═════ Supplied material

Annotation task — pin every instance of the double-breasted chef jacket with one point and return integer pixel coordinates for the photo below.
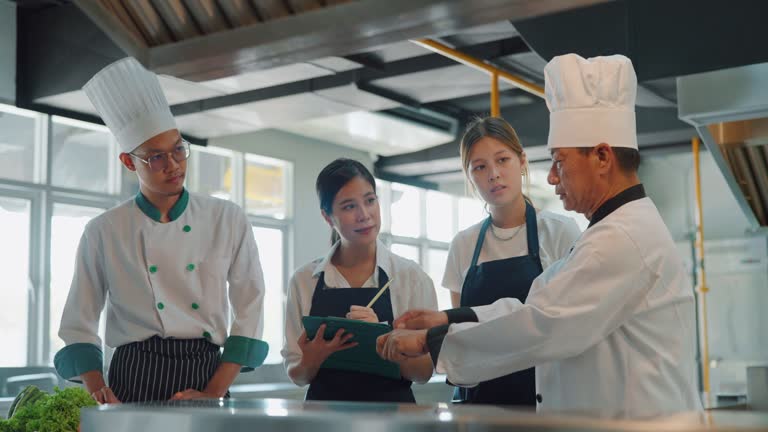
(167, 280)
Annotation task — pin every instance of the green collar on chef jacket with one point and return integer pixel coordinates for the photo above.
(153, 213)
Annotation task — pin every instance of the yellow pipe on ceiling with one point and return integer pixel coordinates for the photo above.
(460, 57)
(702, 280)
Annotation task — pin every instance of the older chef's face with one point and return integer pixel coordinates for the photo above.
(356, 214)
(164, 174)
(574, 176)
(496, 172)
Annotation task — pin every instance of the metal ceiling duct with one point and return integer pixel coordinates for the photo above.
(729, 109)
(201, 40)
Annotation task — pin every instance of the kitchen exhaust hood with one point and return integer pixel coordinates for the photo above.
(729, 109)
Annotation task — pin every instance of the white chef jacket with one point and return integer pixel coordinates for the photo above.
(610, 328)
(167, 279)
(411, 288)
(557, 233)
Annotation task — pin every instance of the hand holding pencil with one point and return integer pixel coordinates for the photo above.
(366, 313)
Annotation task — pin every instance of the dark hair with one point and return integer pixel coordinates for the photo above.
(335, 176)
(628, 159)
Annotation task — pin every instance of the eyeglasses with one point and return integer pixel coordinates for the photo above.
(160, 161)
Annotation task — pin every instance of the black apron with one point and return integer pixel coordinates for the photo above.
(339, 385)
(156, 368)
(491, 281)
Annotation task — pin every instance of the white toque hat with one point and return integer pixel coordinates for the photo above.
(591, 101)
(131, 102)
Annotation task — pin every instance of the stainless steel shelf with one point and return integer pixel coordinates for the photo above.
(286, 415)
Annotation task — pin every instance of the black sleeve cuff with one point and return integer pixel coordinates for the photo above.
(435, 337)
(463, 314)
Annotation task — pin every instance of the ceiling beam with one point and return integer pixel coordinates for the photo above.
(364, 75)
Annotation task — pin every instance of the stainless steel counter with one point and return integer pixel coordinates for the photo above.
(290, 416)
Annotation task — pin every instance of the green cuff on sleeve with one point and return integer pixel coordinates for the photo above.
(76, 359)
(247, 352)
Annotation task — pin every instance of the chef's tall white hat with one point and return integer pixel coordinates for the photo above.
(131, 102)
(591, 101)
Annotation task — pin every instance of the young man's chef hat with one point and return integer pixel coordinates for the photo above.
(591, 101)
(131, 102)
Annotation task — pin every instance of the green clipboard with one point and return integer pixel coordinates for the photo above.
(363, 357)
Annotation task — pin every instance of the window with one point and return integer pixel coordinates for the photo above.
(210, 172)
(440, 216)
(14, 249)
(84, 157)
(270, 243)
(406, 251)
(436, 261)
(406, 211)
(266, 184)
(18, 144)
(67, 226)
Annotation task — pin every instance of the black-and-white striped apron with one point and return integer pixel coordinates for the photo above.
(156, 368)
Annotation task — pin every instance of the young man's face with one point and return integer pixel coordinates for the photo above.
(160, 163)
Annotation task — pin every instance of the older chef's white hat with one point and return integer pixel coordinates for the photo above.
(131, 102)
(591, 101)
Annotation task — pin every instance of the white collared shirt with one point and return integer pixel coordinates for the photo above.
(557, 233)
(411, 288)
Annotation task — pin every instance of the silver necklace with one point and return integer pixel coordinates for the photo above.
(493, 231)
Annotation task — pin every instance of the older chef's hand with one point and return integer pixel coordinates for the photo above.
(362, 313)
(400, 345)
(190, 394)
(315, 351)
(104, 395)
(421, 319)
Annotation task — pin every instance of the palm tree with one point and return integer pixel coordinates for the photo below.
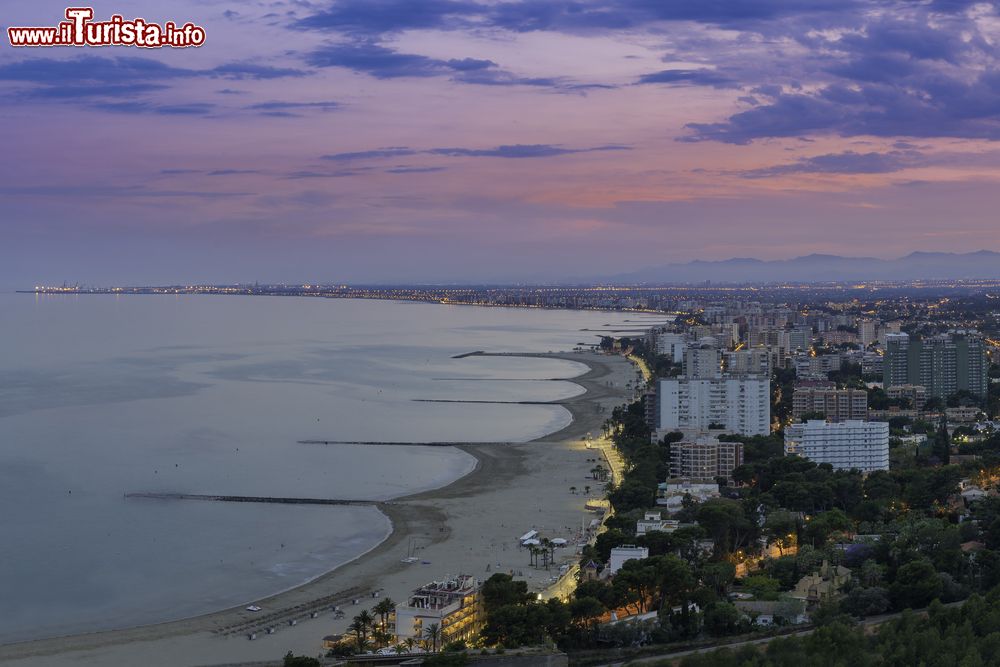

══════════

◆ Task item:
Exactly repeat the data above; the pictures do not belong in your copy.

◆ Written response:
Annotation task — pin every instance of the double-breasted chef jacket with one point and return integer pixel coordinates for the photo below.
(167, 280)
Annotation task — pin every instance of the green collar on chef jacket with one point and return integer pixel coordinates for the photo above.
(153, 213)
Annotation task — pin every instance of the yellow pipe on ceiling with one point and return integer pixel coordinates for the photo above.
(460, 57)
(702, 280)
Annotation task — pin every instance of the older chef's face with one point and return integer pixel coordinates for the photo above.
(356, 214)
(164, 174)
(574, 176)
(496, 172)
Annotation task — pin every instance of the metal ceiling duct with one point and return integer pixel coordinates for the photo above.
(729, 109)
(201, 40)
Annotation task — pin every instance of the kitchen exhaust hood with one point and return integer pixel coordinates for the photo above.
(729, 109)
Annotation task — pin every instance of the white chef jacket with one point and return integer pixel coordinates for the photo above.
(610, 328)
(167, 279)
(411, 288)
(557, 233)
Annotation task — pin every instance of the hand holding pencil with one point and return integer pixel coordinates for the photo above.
(366, 313)
Annotation task — pin every instance of the dark hair with one point and return integer pixel coordinates for the photo above.
(335, 176)
(628, 159)
Annotation task — pin every instance of the eyeglasses with one point and return integer pixel coordinates for the photo above.
(160, 161)
Annotation task — pin every instance of the black apron with one point and return integer pixel coordinates for the photo above.
(339, 385)
(156, 368)
(491, 281)
Annotation task — pin every instance of the white toque hat with one point and return integer pixel coordinates for the photo above.
(591, 101)
(131, 102)
Annotation task — pin every instance of the stainless steel shelf with one point and return integer pixel coordinates for the photo above.
(286, 415)
Annotation task — pin every instance of the black sleeve cuff with one point and return integer pixel coordinates for the photo above.
(435, 337)
(463, 314)
Annotation task — pin every instance of the ceiling beam with one point and return integer pixel coordinates for the photo above.
(364, 75)
Annotation task — pin every instance of the stainless steel counter with one point and return integer pixel coordinates for the photo above.
(290, 416)
Annotation task — pin every instance of the green cuff on sleeve with one point and return integer pixel coordinates for the photo above.
(76, 359)
(247, 352)
Annotation task — pin every instance of the chef's tall white hat with one point and return integer pixel coordinates for the photo above.
(131, 102)
(591, 101)
Annotation task — pin every instance of the young man's chef hat with one point and return integer pixel coordinates for the photo above.
(591, 101)
(131, 102)
Annotation task — pin every instance of the green clipboard with one point and return integer pixel coordinates for the photo above.
(363, 357)
Annotation task — pin every instance of the window with one point and return integer pixel coordinates for the photo above.
(210, 172)
(440, 216)
(14, 249)
(84, 157)
(270, 243)
(406, 251)
(436, 261)
(406, 211)
(266, 184)
(18, 144)
(67, 226)
Annotation task — pin every instance of the black-and-white striped apron with one point and return integer pixel coordinates for the photo above.
(156, 368)
Annotation task — pin every instance of the young man's face with one point and return integer pixel coordinates for the photo above.
(160, 163)
Annotation task — pin every instance of the older chef's white hat with one point and return integer pixel coordinates for the photo above.
(131, 102)
(591, 101)
Annotation task — pin every instance of the white collared shirt with one point and return integer pixel coordinates for the photo above.
(557, 233)
(411, 288)
Annotation task — pin every instance of the silver necklace with one point and return integer pixel coordinates for the photo above.
(493, 231)
Annotation task — pin every instance of the older chef's hand with one point and return integer pixel coordinates for the photo above.
(362, 313)
(400, 345)
(190, 394)
(315, 351)
(104, 395)
(421, 319)
Annotation task — pin every instance of the palm tree with one point and return integer pixel coordinates for the photo below.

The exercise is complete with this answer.